_AUSGANGSTEXT:_
----
Dies hat das Bundessozialgericht nun in einer ausführlich begründeten Entscheidung im Einklang mit den beiden Vorinstanzen entschieden.

Der Fall

In dem der Entscheidung zugrundeliegenden Sachverhalt hatte ein Zahnarzt einen ganzen Versorgungsauftrag in Bezirk der KZV T und beantragte für einen Standort im Bezirk der KZV S eine Zweigpraxisgenehmigung. Nachdem dieser Antrag abschlägig beschieden wurde, verzichtete er auf einen hälftigen Versorgungsauftrag in T und beantragte für den Standort in S ebenfalls eine hälftige Zulassung. Diese wurde ihm vom Zulassungsausschuss in S genehmigt. Dagegen ging die KZV in T – also dem ursprünglichen KZV-Bezirk des Zahnarztes – in Widerspruch.

Die KZV sah keine Rechtsgrundlage für eine zweite Zulassung. Vielmehr werde Zulassung in den einschlägigen Vorschriften immer nur im Singular verwendet. Der Gesetzgeber habe für die Fälle, in denen der Zahnarzt an anderen Orten als seinem Vertragszahnarztsitz tätig werden wolle, alleine die Zweigpraxis und die ausgelagerten Praxisräume vorgesehen.

Der Berufungsausschuss wies den Widerspruch zurück, das Sozial- und das Landesgericht wiesen die Klage und Berufung ab. Das Bundessozialgericht hat nun auch die Revision zurückgewiesen.

Die Entscheidung

Das Bundessozialgericht stellte zunächst unmissverständlich klar, dass die Untersagung oder die Versagung einer Genehmigung immer eines gesetzgeberischen Verbots darf, wobei dieses zum einen ausdrücklich geregelt, zum anderen aber sich aus den einzelnen Vorschriften abgeleitet sein könne. Aus den gesetzgeberischen Vorschriften ließe sich aber weder ein ausdrückliches Verbot entnehmen, noch würden bestimmte gesetzgeberische Vorgaben ein Verbot von zwei Teilzulassungen zur Folge haben. Auch ließe sich den Gesetzesbegründungen ein solch gesetzgeberischer Wille nicht entnehmen.
----
_EXTRAHIERTE EINTRÄGE:_
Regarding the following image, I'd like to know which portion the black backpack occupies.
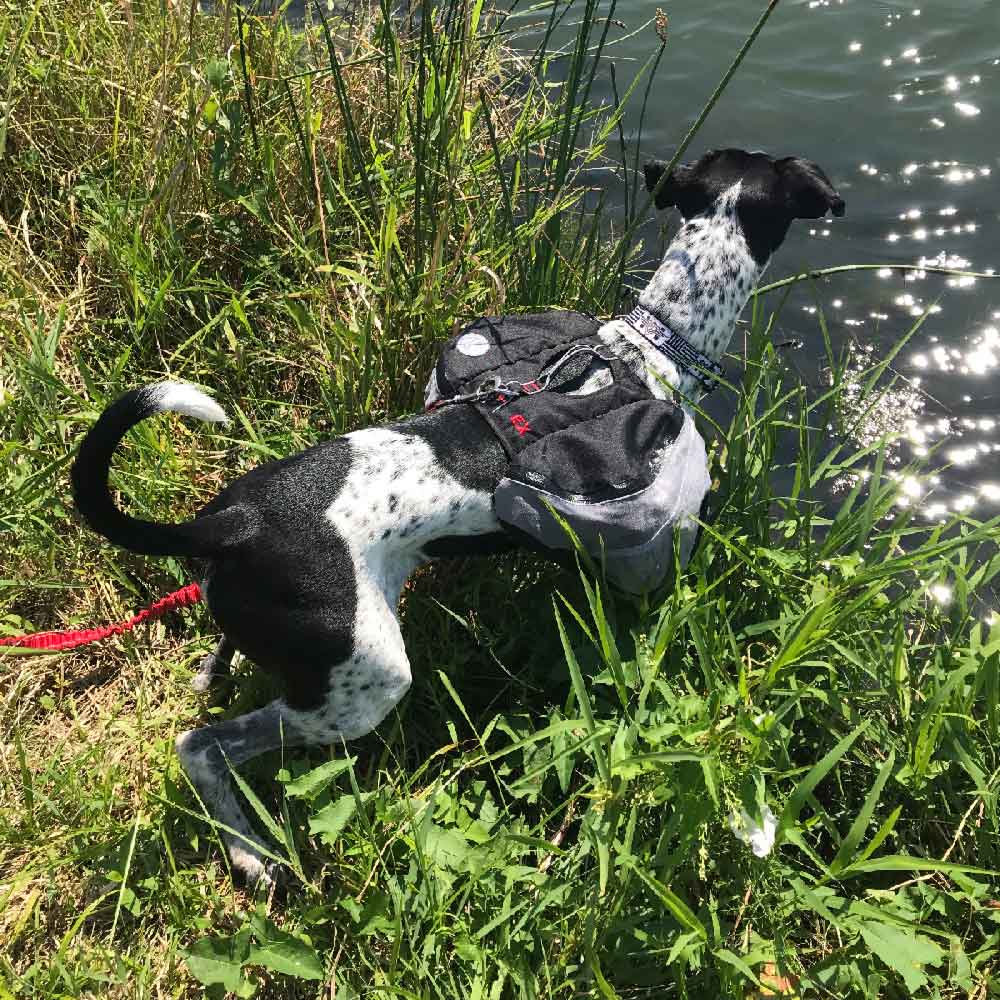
[425,311,709,593]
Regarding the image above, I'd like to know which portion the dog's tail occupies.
[72,382,253,557]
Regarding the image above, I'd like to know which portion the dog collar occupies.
[621,306,725,392]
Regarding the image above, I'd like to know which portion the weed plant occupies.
[0,0,1000,1000]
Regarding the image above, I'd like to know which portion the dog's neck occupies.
[600,184,767,400]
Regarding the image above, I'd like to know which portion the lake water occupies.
[512,0,1000,520]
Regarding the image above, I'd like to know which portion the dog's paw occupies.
[191,653,230,694]
[229,847,290,900]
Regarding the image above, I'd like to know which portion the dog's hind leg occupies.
[176,607,410,885]
[191,636,236,693]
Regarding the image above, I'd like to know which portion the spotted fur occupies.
[73,150,843,883]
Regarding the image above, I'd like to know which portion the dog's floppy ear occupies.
[774,156,846,219]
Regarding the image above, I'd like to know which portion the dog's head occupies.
[644,149,845,265]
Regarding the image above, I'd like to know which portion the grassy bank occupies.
[0,0,1000,1000]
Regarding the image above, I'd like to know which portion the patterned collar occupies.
[619,306,725,392]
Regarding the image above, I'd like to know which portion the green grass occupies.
[0,0,1000,1000]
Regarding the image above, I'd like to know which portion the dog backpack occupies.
[424,311,710,593]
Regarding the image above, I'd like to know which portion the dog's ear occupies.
[774,156,846,219]
[642,154,714,219]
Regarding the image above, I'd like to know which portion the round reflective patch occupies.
[455,333,490,358]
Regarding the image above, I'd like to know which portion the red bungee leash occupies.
[0,583,202,652]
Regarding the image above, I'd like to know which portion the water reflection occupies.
[544,0,1000,524]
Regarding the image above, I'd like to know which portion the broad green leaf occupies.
[838,854,1000,879]
[285,757,357,799]
[830,751,896,874]
[859,920,945,993]
[632,864,708,941]
[184,928,250,991]
[247,917,324,979]
[309,793,358,845]
[774,722,868,847]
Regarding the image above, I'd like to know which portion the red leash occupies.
[0,583,202,652]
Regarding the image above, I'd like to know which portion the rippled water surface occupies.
[524,0,1000,519]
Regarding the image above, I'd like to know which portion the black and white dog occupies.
[73,149,844,883]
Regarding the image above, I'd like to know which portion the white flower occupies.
[729,803,778,858]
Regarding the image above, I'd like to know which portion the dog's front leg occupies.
[176,636,410,885]
[191,636,236,694]
[175,699,311,886]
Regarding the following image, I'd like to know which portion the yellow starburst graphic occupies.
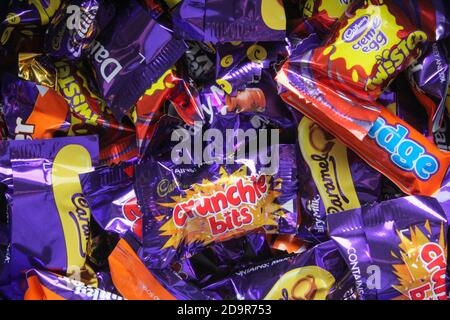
[155,166,285,249]
[391,221,447,300]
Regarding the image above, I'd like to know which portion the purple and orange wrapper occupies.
[0,0,450,301]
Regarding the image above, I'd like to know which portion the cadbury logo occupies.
[368,117,439,180]
[342,15,370,42]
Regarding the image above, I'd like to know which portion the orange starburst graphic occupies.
[155,166,285,249]
[391,221,447,300]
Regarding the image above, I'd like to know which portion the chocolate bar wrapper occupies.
[199,68,295,129]
[44,0,115,60]
[215,41,289,96]
[303,0,352,34]
[171,229,277,288]
[0,0,62,27]
[182,41,216,85]
[135,115,298,268]
[0,141,14,299]
[395,0,450,41]
[80,163,142,239]
[9,136,99,298]
[2,61,137,164]
[24,269,124,300]
[277,39,450,196]
[288,0,429,101]
[203,241,355,300]
[298,112,381,242]
[2,74,70,140]
[408,42,450,133]
[89,0,187,121]
[328,196,448,300]
[108,239,210,300]
[172,0,286,43]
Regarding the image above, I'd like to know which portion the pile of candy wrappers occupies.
[0,0,450,300]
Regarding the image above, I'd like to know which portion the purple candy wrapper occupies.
[408,42,450,133]
[9,136,99,298]
[0,141,12,298]
[172,0,286,43]
[25,269,123,300]
[172,229,274,287]
[136,145,297,268]
[89,0,187,121]
[199,70,294,129]
[328,196,448,300]
[45,0,115,60]
[293,110,381,242]
[80,163,142,239]
[203,241,355,300]
[135,114,298,268]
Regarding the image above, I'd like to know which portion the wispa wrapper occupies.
[2,74,70,140]
[298,117,381,242]
[135,137,297,268]
[2,60,137,164]
[408,42,450,133]
[24,269,123,300]
[203,241,355,300]
[172,0,286,43]
[89,0,187,121]
[9,136,99,296]
[80,163,142,239]
[328,196,448,300]
[44,0,115,60]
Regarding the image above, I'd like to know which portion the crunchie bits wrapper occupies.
[0,0,450,302]
[328,196,448,300]
[135,114,298,268]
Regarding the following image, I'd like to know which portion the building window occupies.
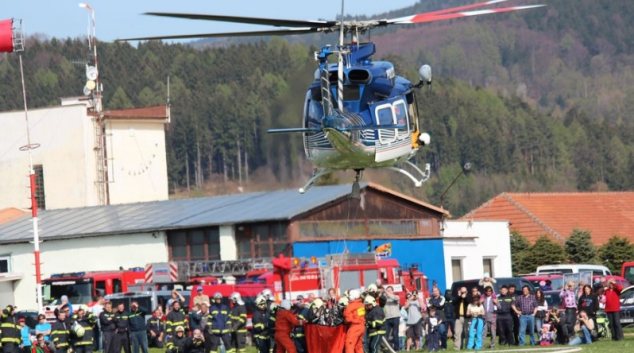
[0,255,11,273]
[236,222,292,259]
[167,227,220,261]
[33,165,46,210]
[482,258,495,277]
[451,259,462,282]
----
_AUFGABEN:_
**A)** Worauf verzichtete der Zahnarzt laut dem Text über die Zweitzulassung, nachdem sein Antrag auf eine Zweigpraxisgenehmigung abgelehnt worden war?
**B)** Schreibe den Text über die zwei Teilzulassungen des Zahnarztes nach seinem letzten Satz weiter.

_ANTWORTEN:_
**A)** Auf einen hälftigen Versorgungsauftrag in T.

**B)**
Die Übernahme eines zweiten hälftigen Versorgungsauftrag sei auch nicht als eine Tätigkeit zu qualifizieren, die der Wahrnehmung des ersten hälftigen Versorgungsauftrags im Sinne von § 20 Abs. 1 Ärzte-ZV entgegenstünde. Vielmehr ließe der hälftige Versorgungsauftrag – schon terminologisch eine Selbstverständlichkeit – gerade Raum für einen zweiten hälftigen Versorgungsauftrag.

Die Verwendung der Begriffe Zulassung und Vertragsarztsitz im Singular in einzelnen Vorschriften ließe nicht auf einen bestimmten gesetzgeberischen Willen schließen, dass jeder Vertragsarzt nur eine Zulassung bzw. einen Vertragsarztsitz haben könne. Die Vorschriften seien vielmehr so zu verstehen, dass sie auf die jeweilige Zulassung bzw. den jeweiligen Vertragsarztsitz anzuwenden seien.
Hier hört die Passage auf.